## WORK TO DO
Without including any pictures, write out all the entries exactly.

▽

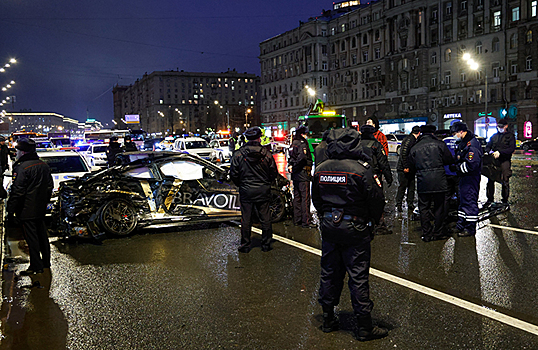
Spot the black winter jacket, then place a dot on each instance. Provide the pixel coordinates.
(253, 169)
(379, 161)
(407, 143)
(345, 180)
(300, 159)
(428, 158)
(505, 143)
(31, 189)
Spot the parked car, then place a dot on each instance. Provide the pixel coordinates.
(530, 145)
(221, 151)
(395, 142)
(96, 154)
(151, 144)
(153, 189)
(193, 145)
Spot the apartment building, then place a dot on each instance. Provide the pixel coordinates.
(178, 102)
(404, 62)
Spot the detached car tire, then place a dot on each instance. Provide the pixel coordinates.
(117, 217)
(277, 206)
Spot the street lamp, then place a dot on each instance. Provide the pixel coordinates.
(247, 112)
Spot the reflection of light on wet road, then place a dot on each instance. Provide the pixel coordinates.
(496, 280)
(478, 309)
(280, 160)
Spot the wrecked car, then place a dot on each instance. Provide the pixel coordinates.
(150, 190)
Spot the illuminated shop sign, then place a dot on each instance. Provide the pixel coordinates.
(527, 129)
(452, 116)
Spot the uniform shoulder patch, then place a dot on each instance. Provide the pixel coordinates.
(377, 181)
(333, 179)
(470, 155)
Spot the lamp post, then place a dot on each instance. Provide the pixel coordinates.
(474, 66)
(246, 117)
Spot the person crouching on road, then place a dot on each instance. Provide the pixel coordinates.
(350, 201)
(469, 168)
(29, 195)
(427, 159)
(253, 169)
(501, 146)
(300, 167)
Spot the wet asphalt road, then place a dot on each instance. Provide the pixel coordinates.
(191, 289)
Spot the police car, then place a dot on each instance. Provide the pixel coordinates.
(395, 142)
(221, 151)
(64, 165)
(96, 154)
(193, 145)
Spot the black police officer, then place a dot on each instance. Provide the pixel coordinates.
(253, 169)
(349, 202)
(29, 195)
(501, 146)
(300, 167)
(427, 159)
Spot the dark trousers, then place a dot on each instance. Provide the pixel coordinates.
(468, 208)
(336, 259)
(437, 214)
(406, 183)
(264, 214)
(301, 202)
(35, 234)
(506, 173)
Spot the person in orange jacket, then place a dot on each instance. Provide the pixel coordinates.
(373, 121)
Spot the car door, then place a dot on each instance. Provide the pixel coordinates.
(199, 189)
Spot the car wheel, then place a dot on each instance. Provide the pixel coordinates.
(277, 206)
(117, 217)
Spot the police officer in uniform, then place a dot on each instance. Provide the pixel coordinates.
(113, 148)
(380, 165)
(129, 145)
(29, 195)
(253, 169)
(427, 159)
(406, 180)
(468, 167)
(349, 202)
(501, 146)
(300, 167)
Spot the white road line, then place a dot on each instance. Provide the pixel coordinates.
(481, 310)
(513, 229)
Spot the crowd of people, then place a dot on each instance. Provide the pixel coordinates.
(351, 166)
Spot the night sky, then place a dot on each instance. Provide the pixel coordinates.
(71, 53)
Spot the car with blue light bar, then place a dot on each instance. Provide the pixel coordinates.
(150, 190)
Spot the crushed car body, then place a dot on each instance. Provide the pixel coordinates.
(149, 190)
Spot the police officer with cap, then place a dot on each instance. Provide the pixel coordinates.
(427, 159)
(468, 167)
(501, 146)
(29, 195)
(350, 202)
(253, 169)
(113, 148)
(300, 167)
(4, 155)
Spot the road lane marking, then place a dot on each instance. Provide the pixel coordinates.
(478, 309)
(514, 229)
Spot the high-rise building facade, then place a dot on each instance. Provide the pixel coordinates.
(178, 102)
(409, 62)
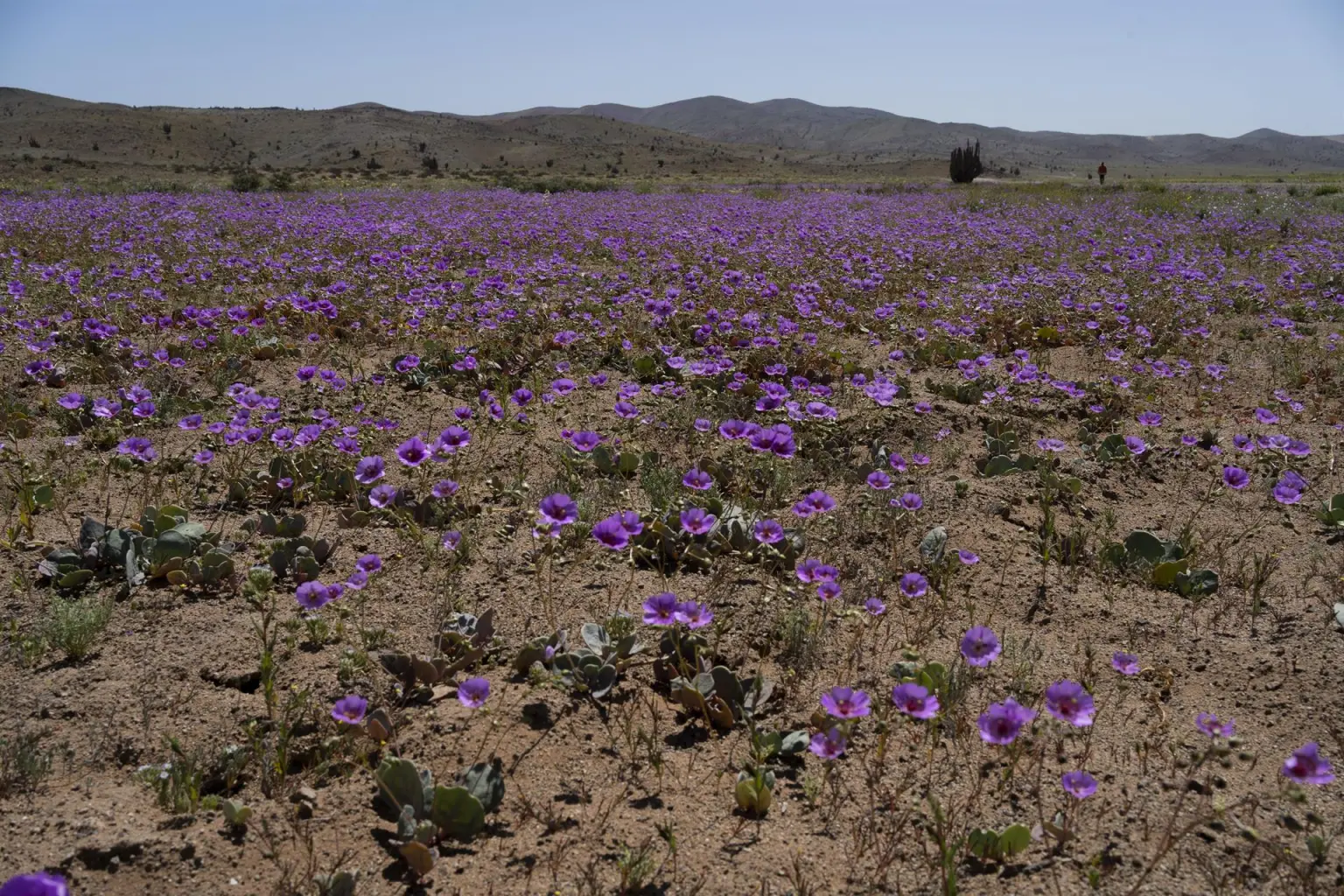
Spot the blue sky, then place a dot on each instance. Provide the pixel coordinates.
(1144, 66)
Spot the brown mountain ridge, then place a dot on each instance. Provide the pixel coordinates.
(707, 136)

△

## TASK RESPONSE
Spot the black winter jacket, then place a dot on each instance. Provide the pixel coordinates.
(253, 169)
(379, 161)
(407, 143)
(345, 180)
(300, 159)
(428, 158)
(505, 143)
(31, 189)
Spot the parked car, then place a dot on each instance. Provide the pixel coordinates.
(530, 145)
(221, 151)
(395, 142)
(96, 154)
(151, 144)
(153, 189)
(193, 145)
Spot the apartment building, then place a dot on each instance. Provide the pixel coordinates.
(178, 102)
(404, 62)
Spot the detached car tire, then place a dot on each instance. Provide the pixel coordinates.
(117, 217)
(277, 206)
Spot the street lamp, then place a dot on each instance. Provide the pixel coordinates.
(247, 112)
Spot the reflection of light on wet road, then place a dot on each instance. Provide the pixel coordinates.
(496, 280)
(478, 309)
(280, 160)
Spot the wrecked car, then place a dot on each instance. Provide the pixel coordinates.
(150, 190)
Spot the illuminated shop sign, then place a dot on each instance. Provide the pixel coordinates.
(527, 129)
(452, 116)
Spot the uniform shoulder patch, then place a dot on each instance. Provide the pixel coordinates.
(377, 181)
(333, 179)
(470, 155)
Spot the lamp post, then place a dot on each instance. Provide the pixel coordinates.
(474, 66)
(246, 117)
Spot the person crouching on road, then place a dot on each instance. Provide the pixel coordinates.
(350, 201)
(469, 168)
(29, 195)
(427, 159)
(253, 169)
(501, 146)
(300, 167)
Spot the wet asphalt road, then place a dot on each instance. Provide the pixel coordinates.
(191, 289)
Spot the police car, then place a dot on each instance. Provide the pixel coordinates.
(395, 142)
(221, 151)
(64, 165)
(96, 154)
(193, 145)
Spot the black police officer, then place a dot on each instance. Provide the pixel coordinates.
(253, 169)
(349, 202)
(29, 195)
(501, 146)
(300, 167)
(427, 159)
Spot the dark trousers, then place a dot on each instance. Provide the pixel coordinates.
(468, 208)
(336, 259)
(437, 214)
(406, 183)
(264, 214)
(301, 202)
(35, 234)
(506, 173)
Spot the person in orange jacket, then place a dot on each instance. Provide the pixel coordinates.
(373, 121)
Spot the car door, then place a dot on each instance. Provide the pixel coordinates.
(199, 189)
Spot the car wheel, then place a dot on each instance. Provide the pixel coordinates.
(277, 206)
(117, 217)
Spot the police officer in uniform, then place a dot on each instance. Provide the pixel coordinates.
(113, 148)
(380, 165)
(129, 145)
(29, 195)
(253, 169)
(427, 159)
(406, 180)
(468, 167)
(349, 202)
(501, 146)
(300, 167)
Spot the white road line, then place a dot on each instance. Provide the pixel coordinates.
(481, 310)
(513, 229)
Spot the crowd of people, then place a dot on each instance. Provide the pixel coordinates.
(351, 166)
Spot the night sky, then place a dot on each instance. Provide the pixel coordinates.
(71, 53)
Spot the car with blue light bar, then place a dot on each instance. Provide the pixel coordinates.
(150, 190)
Spot the crushed car body, then place a dot on each instance. Provide the pixel coordinates.
(149, 190)
Spot the police officer with cap, then place a dot on each instance. Provide the pixel coordinates.
(427, 159)
(468, 167)
(501, 146)
(29, 195)
(350, 202)
(253, 169)
(113, 148)
(300, 167)
(4, 155)
Spot the road lane marking, then place a dot on each instance. Provide the pixel coordinates.
(478, 309)
(514, 229)
Spot the high-rise building facade, then place a dot on each instance. Provide the pixel coordinates.
(178, 102)
(409, 62)
Spot the blue sky, then place a dot on each instance. Provide the pixel coordinates.
(1144, 66)
Spot the brown mountain ridge, then place a dot on each instance. Provide the pixel coordinates.
(707, 136)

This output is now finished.